>>>>

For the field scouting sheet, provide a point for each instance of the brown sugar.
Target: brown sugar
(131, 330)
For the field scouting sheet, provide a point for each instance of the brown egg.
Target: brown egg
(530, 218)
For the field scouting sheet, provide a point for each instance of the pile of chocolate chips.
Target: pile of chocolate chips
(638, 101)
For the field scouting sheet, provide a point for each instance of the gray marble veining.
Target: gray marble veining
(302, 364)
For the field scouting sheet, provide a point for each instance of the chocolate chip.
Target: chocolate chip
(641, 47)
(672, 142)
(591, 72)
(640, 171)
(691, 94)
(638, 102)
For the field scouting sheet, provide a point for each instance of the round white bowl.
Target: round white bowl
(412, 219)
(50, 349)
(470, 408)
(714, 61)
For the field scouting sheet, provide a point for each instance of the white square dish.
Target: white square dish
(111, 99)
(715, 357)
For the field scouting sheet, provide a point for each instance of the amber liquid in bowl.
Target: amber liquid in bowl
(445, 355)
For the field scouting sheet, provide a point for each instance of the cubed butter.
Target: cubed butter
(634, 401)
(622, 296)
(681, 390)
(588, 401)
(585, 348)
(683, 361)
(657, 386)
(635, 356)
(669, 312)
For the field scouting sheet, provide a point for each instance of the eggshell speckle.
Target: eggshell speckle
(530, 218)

<<<<

Lay out each line of the material above as a Markdown table with two columns, No. and Entry, numbering the lines in order and skipping any blank ones.

# Written response
| No. | Entry |
|---|---|
| 1 | For the field scouting sheet, provide a point for each instance of the brown sugar. |
| 2 | Target: brown sugar |
| 3 | (131, 330) |
| 4 | For the field scouting sheet, provide a point for each instance of the brown egg. |
| 5 | Target: brown egg |
| 6 | (530, 218) |
| 7 | For the field scouting sheet, provide a point for each instance of the pile of chocolate chips. |
| 8 | Target: pile of chocolate chips |
| 9 | (638, 101) |
| 10 | For the field scouting sheet, provide a point for each instance of the gray marble veining. |
| 11 | Target: gray marble veining |
| 12 | (302, 364) |
| 13 | For the field scouting sheet, provide a point for each instance of the chocolate chip. |
| 14 | Target: chocolate chip |
| 15 | (641, 47) |
| 16 | (672, 142) |
| 17 | (591, 72) |
| 18 | (640, 171) |
| 19 | (691, 94) |
| 20 | (638, 102) |
| 21 | For the field scouting sheet, provide a point for each instance of the round white bowl. |
| 22 | Target: round white bowl |
| 23 | (412, 219) |
| 24 | (50, 349) |
| 25 | (470, 408) |
| 26 | (714, 61) |
| 27 | For the field scouting sheet, provide a point for each instance of the white square dish. |
| 28 | Target: white square dish |
| 29 | (111, 99) |
| 30 | (715, 357) |
| 31 | For the field scouting sheet, provide a point for each instance of the amber liquid in bowl. |
| 32 | Target: amber liquid in bowl |
| 33 | (445, 355) |
| 34 | For the field scouting sheet, provide a point for each instance of the cubed butter. |
| 35 | Target: cubed butter |
| 36 | (634, 401) |
| 37 | (622, 296) |
| 38 | (681, 390) |
| 39 | (588, 401) |
| 40 | (585, 348) |
| 41 | (683, 361) |
| 42 | (657, 386) |
| 43 | (635, 356) |
| 44 | (669, 312) |
| 45 | For the field scouting sheet, provide a point for each instance of the eggshell speckle. |
| 46 | Target: eggshell speckle |
| 47 | (530, 218) |